§ **YOUR GOAL**
Collect every line in the records that contains the word "Question".

§ **DATA FOR THE TASK**
■ ■ ■ ■

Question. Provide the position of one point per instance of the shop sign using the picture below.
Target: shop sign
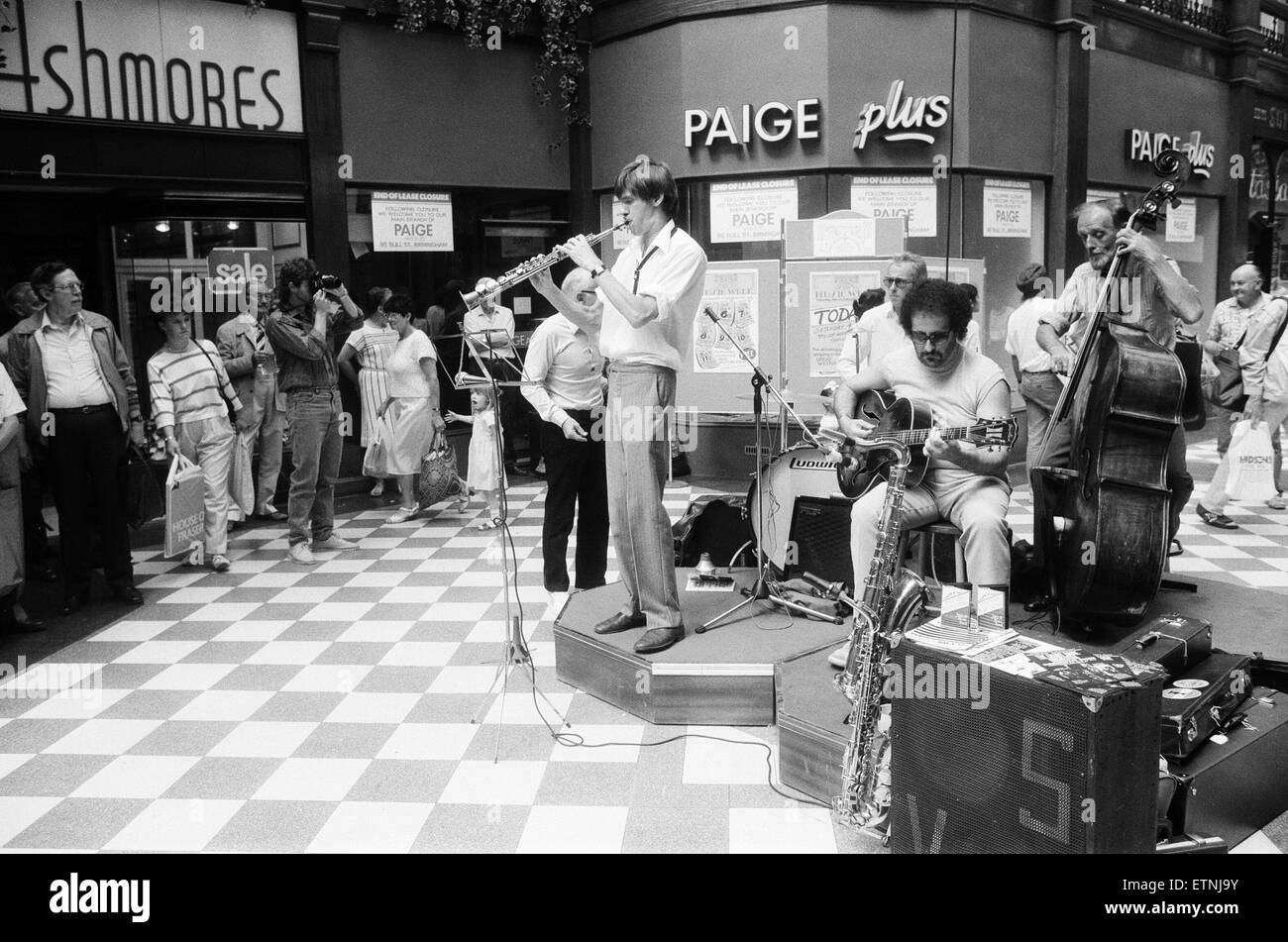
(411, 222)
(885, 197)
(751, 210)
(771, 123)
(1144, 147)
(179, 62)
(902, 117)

■ ■ ■ ■

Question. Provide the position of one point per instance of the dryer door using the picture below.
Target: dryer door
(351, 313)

■ ■ ■ ■

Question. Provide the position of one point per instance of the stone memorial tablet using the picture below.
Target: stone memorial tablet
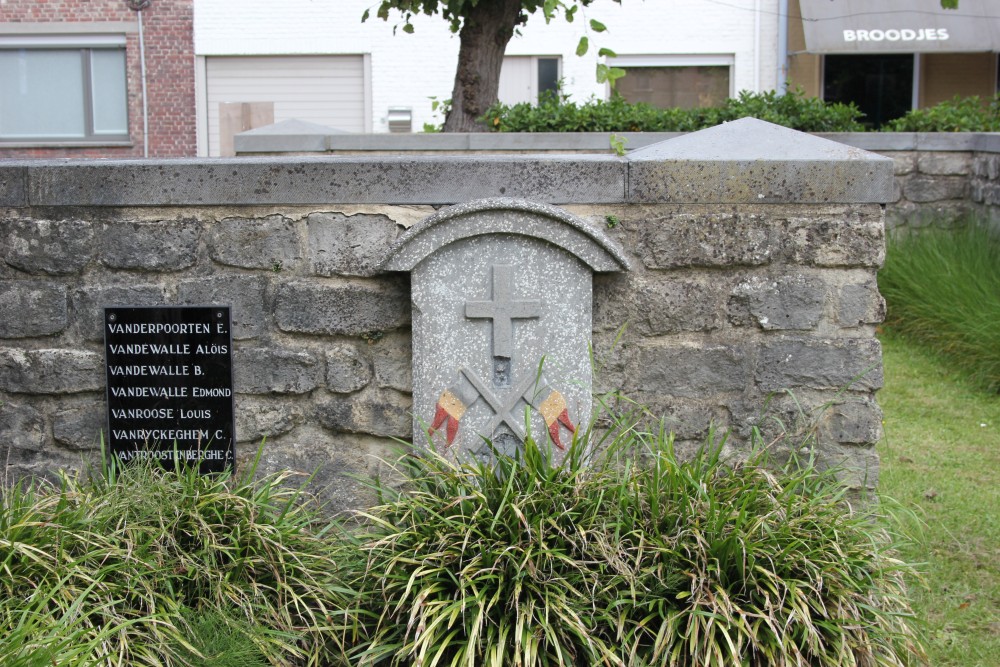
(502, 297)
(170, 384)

■ ■ ■ ■

§ **OUTPUT BELOW**
Question. Provide the position of one point per instance of the shop sign using the picture below.
Question. Provide the position of one point per instance of the dryer door using the picture below.
Question. Provide the position of one point per instance of the stone memorial tablet using the picture below.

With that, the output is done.